AUFGABEN =
A – Beantworten Sie anhand des Artikels über die Großenhainer Schmiede die folgenden Fragen:
(i) Wie viele Beschäftigte arbeiten in der Schmiede und der dazugehörigen RBS?
(ii) Welche Person kannten Pradella und Branczeisz beide?
(iii) Wo hat Pradella Betriebswirtschaft studiert?
B – Nennen Sie alle Berufsgruppen, die der Artikel über die Großenhainer Schmiede im Satz nach „für einen historischen Schnappschuss versammelt“ aufzählt.

ÜBUNGSTEXT =
Von Catharina Karlshaus

Großenhain. Die Großenhainer Gesenk- und Freiformschmiede geht an eine neue Generation. Ein neues Kapitel wird geschrieben, mit rund 150 Beschäftigten in der Schmiede und der dazugehörigen metallbearbeitenden RBS – die Nach-Wende-Ära ist Geschichte. Der Neustart ist sichtbar, das neue Bürogebäude an der Öhringer Straße ist fertig. Der Schriftzug der Firma für keinen zu übersehen. Genau dort haben sich alle für einen historischen Schnappschuss versammelt. Schmiede, Werkzeugmacher, CNC-Fräser, Controller, Konstrukteure und Buchhalter. Mittendrin Wolfgang Pradella (51), Firmeninhaber und Geschäftsführer, und der bisherige Geschäftsführer Attila Branczeisz (66).

Beide bezeichnen ihr Aufeinandertreffen als Glücksfall. Dabei kannten beide die gleiche Bankberaterin. Während der Jüngere, längst erfolgreicher Unternehmer, seit Längerem etwas suchte, weil „er noch mal irgendwas Handfestes in seinem Leben machen wollte“ – suchte der Firmenchef der Schmiede seit Langem einen geeigneten Firmen-Nachfolger. Der Satz: „Ich kenne jemanden, der ist wie Sie“ hat beide zusammengebracht und zusammengehalten.

Erst mal mitmachen im Alltag

Denn diese Firmenübernahme hieß zunächst über ein Jahr mitarbeiten ohne Titel und Geld, wie Pradella scherzhaft betont, vom Schneeschieben auf dem Hof, übers Kennenlernen der Leute und Abläufe, Vertiefen ins Zahlenwerk, Besuche bei Kunden, ersten Umstrukturierungen und natürlich ganz praktisch am Hammer oder in der Bearbeitung. Für den 50-jährigen gebürtigen Riesaer ist die Faszination einer Schmiede eine Rückkehr in die eigene Vergangenheit. Denn weil er nicht studieren durfte, musste der junge Pradella ins Stahlwerk. So ist er damals noch unfreiwillig zum Stahl gekommen, lernte Kraftwerker für Stahlwerk und wurde dann noch vom Betrieb auf die Fachschule geschickt. Doch zur Wende war das Stahlwerk pleite und das Intermezzo Stahl zunächst beendet. Er musste sich kümmern, wie es so schön heißt. Genau das tat er kurz entschlossen und bewarb sich auf eine Stellensuche bei einem Pharmaunternehmen und wechselte ins filigrane Metier, und zwar in die Mühen der Ebene – in den Vertrieb. Zum Schluss war er dort als Chef für eine knappe Milliarde Umsatz und 600 Beschäftigte zuständig. Boni: ein Studium in Betriebswirtschaft in St. Gallen.

Regionsbeschreibungen in natürlicher Sprache:
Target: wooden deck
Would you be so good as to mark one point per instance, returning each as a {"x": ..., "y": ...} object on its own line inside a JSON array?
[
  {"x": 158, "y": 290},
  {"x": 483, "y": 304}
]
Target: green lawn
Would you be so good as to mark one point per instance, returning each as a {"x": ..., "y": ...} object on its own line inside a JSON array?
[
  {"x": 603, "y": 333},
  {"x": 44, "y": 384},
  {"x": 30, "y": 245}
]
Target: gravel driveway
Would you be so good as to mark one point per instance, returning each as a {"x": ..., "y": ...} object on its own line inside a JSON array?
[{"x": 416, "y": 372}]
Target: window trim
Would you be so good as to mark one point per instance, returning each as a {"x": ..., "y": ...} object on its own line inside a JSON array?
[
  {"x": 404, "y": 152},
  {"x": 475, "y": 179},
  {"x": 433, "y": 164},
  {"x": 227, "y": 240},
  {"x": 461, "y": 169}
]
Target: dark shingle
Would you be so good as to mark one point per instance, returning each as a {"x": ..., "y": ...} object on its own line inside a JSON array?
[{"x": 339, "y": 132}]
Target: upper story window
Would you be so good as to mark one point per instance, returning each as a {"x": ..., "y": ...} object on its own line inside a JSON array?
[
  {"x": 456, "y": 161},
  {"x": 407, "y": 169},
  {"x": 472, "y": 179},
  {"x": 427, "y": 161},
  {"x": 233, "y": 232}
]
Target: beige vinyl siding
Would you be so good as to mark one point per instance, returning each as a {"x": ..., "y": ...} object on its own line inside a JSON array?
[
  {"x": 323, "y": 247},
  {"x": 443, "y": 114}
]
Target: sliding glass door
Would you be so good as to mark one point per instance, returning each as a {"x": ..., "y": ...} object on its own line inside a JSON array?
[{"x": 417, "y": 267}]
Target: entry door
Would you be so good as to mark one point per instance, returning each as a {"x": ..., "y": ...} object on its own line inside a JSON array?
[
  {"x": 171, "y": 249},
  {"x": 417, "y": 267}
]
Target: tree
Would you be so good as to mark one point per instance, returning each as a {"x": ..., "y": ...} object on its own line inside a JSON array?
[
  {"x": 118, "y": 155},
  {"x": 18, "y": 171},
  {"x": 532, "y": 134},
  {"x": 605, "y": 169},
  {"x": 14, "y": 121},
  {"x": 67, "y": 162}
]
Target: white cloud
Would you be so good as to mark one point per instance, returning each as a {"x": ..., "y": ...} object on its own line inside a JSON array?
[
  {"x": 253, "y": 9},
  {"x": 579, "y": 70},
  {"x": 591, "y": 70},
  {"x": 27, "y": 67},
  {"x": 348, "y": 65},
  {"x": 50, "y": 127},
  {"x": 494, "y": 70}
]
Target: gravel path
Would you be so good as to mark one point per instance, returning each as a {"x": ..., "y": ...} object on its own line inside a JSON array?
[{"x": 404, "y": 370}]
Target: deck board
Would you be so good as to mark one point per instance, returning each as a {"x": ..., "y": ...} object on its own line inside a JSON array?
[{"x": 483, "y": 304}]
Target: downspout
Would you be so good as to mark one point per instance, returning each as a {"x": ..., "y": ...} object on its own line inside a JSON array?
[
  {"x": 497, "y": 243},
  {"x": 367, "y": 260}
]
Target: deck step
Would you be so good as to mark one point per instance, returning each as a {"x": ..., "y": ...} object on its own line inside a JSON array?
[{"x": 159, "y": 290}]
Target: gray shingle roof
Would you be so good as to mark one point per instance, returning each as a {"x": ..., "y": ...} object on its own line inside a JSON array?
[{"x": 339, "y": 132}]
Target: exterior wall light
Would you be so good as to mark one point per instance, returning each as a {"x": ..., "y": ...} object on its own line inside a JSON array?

IHRE ANTWORTEN =
A –
(i) Rund 150 Beschäftigte.
(ii) Die gleiche Bankberaterin.
(iii) In St. Gallen.

B – Schmiede, Werkzeugmacher, CNC-Fräser, Controller, Konstrukteure, Buchhalter